Source document:
+ + + +

Policy Watch
By RN Bhaskar
India analysts have watched with amazement as they see the rupee continue to slip. It has lately been hovering around Rs.82 for each US Dollar, and is threatening to breach Rs.83.
People recall how, in December 2014, the INR was worth Rs.63.33 per USD. At that times, people were led to believe that it would soon bounce back to Rs.40/USD. All indications pointed to a resurgent India. Today those hopes look feeble. Should one pronounce them dead?
Urgent remedial action
It is difficult to give a reply to such questions, because there is always the element of hope. But for such hopes to be revived, some urgent reforms are required first – and on a war footing.
Ø The first, is a renewed focus on education with an eye on outcomes (free substack subscription
and
). Educational standards are collapsing quite rapidly in India. This is worsened by the recent attempts to fiddle with the syllabi of school textbooks through the government funded National Council for Educational Research and Training or NCERT (https://www.indiatoday.in/education-today/news/story/ncert-advisors-demand-their-names-to-be-dropped-from-mutiliated-political-science-textbooks-2391049-2023-06-09). India may talk about being a vishwa-guru (or a teacher to the entire world), but that becomes a joke if education at home remains in shambles. Without good basic education, a nation cannot become a global superpower. It will remain a has-been with claims and visions of being bigger than it really is.
Ø Linked to this is the abysmal state of healthcare (free substack subscription
). You cannot claim to be the beneficiary of a demographic dividend without providing good healthcare services first.
Ø The third is the way the government looks at gold. Its policies suggest that there is little understanding of how money markets and currency values work. Just look at how different governments in India have pushed up the import levies on gold from 7.5% to 12.5 % in July 2022 (https://www.reuters.com/world/india/india-raises-import-tax-gold-125-75-2022-07-01/). It used to be 5% earlier.
Today, the effective duty on gold is 18.45%, which includes 12.5% import duty, 2.5% agriculture infrastructure development cess and other taxes (https://www.business-standard.com/article/economy-policy/india-plans-to-cut-gold-import-duty-to-arrest-smuggling-govt-officials-123012300677_1.html). Pious thoughts about reducing this huge burden on gold have been thrown to the winds.

+ + + +

(Stored data entries)

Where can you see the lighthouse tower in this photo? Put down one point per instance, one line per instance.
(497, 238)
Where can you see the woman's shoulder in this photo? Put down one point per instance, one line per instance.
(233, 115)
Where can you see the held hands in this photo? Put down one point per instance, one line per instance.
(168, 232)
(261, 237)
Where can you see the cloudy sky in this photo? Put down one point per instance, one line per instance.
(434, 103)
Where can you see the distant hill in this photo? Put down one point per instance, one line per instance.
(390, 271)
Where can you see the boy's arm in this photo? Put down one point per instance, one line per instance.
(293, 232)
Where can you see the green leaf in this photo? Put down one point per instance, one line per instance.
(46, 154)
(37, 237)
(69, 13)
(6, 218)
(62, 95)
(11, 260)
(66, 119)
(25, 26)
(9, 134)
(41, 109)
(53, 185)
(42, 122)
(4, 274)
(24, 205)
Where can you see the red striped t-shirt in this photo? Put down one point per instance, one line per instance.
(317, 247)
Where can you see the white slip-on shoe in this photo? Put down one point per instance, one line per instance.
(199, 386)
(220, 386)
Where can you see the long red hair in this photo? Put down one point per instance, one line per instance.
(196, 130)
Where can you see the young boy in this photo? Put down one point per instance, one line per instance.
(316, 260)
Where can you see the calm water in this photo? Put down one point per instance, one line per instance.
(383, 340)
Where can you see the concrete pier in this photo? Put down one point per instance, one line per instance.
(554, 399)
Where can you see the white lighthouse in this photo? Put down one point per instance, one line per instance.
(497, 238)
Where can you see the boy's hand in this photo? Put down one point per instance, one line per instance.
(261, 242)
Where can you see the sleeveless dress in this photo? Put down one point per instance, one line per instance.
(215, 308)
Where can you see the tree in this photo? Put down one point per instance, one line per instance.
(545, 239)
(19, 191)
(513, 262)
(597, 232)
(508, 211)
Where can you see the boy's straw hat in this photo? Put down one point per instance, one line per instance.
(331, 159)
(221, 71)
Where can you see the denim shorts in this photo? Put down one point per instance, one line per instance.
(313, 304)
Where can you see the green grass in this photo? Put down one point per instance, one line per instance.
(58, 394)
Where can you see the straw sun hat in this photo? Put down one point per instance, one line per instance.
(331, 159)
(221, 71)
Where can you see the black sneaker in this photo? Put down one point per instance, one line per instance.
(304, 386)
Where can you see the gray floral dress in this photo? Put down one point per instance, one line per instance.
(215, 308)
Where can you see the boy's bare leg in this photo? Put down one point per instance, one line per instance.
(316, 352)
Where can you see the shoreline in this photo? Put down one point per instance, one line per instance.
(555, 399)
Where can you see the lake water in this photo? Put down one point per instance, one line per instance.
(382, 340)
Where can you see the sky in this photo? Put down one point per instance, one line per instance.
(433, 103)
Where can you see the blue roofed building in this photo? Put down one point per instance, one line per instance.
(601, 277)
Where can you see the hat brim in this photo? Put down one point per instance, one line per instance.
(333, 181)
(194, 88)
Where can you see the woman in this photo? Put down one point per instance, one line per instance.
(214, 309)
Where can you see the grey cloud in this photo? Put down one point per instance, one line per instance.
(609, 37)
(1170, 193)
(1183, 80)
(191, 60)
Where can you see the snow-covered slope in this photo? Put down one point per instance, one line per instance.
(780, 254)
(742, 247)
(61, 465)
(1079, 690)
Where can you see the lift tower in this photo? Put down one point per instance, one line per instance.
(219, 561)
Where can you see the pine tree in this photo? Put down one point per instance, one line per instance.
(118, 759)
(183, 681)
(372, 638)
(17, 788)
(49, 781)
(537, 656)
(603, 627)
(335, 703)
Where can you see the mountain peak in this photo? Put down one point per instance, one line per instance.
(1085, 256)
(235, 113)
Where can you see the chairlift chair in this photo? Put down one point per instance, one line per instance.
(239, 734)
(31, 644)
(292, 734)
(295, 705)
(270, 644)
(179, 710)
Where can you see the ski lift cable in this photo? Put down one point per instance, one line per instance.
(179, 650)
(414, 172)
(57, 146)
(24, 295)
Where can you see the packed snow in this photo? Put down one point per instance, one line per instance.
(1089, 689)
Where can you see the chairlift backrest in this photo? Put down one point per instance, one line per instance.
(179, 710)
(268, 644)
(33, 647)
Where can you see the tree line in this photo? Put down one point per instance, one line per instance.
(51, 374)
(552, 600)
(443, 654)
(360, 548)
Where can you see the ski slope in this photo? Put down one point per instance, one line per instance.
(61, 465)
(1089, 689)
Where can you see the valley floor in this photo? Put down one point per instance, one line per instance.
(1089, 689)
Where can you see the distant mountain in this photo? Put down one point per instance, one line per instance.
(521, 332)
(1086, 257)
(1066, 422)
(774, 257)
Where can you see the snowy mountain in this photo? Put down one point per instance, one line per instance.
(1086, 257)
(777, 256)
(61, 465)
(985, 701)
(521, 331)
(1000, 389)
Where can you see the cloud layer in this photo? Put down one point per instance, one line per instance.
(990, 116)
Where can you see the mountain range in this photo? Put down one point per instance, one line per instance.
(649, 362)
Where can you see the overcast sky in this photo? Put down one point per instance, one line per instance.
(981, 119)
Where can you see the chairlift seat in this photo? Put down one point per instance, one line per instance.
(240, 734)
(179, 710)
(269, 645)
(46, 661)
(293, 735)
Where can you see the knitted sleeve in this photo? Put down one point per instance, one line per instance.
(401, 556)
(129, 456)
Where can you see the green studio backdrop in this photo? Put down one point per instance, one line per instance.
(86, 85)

+ + + +

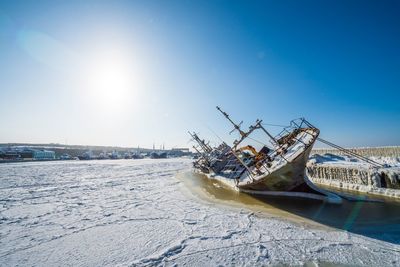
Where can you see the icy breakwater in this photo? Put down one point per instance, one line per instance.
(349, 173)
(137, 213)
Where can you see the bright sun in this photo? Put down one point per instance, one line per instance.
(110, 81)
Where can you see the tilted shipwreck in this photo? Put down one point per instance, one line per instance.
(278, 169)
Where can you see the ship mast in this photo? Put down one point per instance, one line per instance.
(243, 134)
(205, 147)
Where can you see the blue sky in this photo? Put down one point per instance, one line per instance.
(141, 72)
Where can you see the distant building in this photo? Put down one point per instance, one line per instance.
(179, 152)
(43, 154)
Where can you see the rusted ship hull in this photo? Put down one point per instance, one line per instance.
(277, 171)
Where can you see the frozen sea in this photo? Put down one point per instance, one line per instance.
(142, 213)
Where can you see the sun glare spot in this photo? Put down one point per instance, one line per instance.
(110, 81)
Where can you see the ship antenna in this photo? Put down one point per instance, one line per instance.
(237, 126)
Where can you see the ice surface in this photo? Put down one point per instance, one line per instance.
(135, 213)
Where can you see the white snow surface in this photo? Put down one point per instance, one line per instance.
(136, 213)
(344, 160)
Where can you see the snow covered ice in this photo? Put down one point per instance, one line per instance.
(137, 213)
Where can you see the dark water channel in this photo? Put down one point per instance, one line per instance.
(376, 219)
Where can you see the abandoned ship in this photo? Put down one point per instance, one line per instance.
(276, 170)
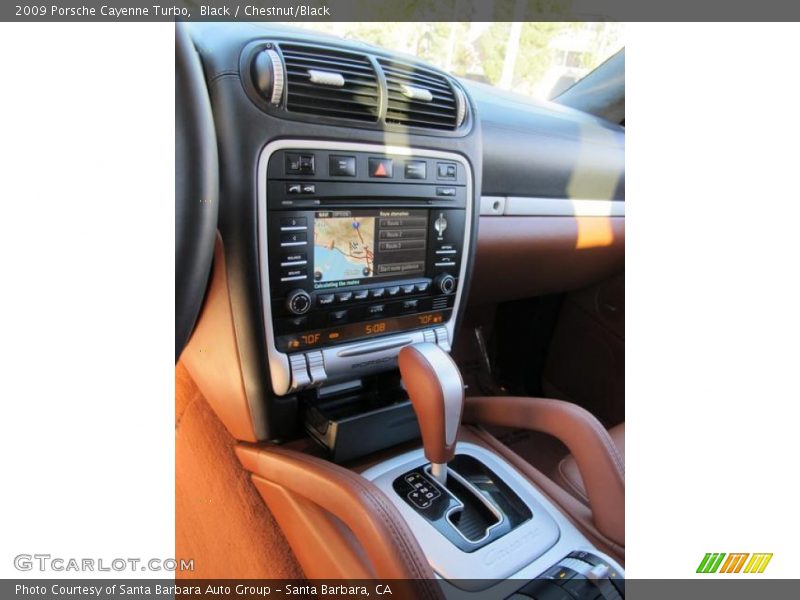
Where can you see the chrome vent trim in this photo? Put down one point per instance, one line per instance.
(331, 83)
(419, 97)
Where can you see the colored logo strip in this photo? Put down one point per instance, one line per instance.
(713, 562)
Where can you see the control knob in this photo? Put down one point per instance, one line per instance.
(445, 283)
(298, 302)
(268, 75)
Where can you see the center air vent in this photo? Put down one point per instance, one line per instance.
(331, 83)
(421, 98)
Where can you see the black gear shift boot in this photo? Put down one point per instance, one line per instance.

+ + + +

Activity: Sum up the column in two sentences. These rows come from a different source than the column.

Output: The column notes that the rupee has slipped to around Rs.82 per US dollar, compared with Rs.63.33 in December 2014, and argues that urgent reforms are needed before hopes for India can be revived. It names three areas needing action: education with an eye on outcomes, the abysmal state of healthcare, and government policy on gold, whose import levy was raised from 7.5% to 12.5% in July 2022.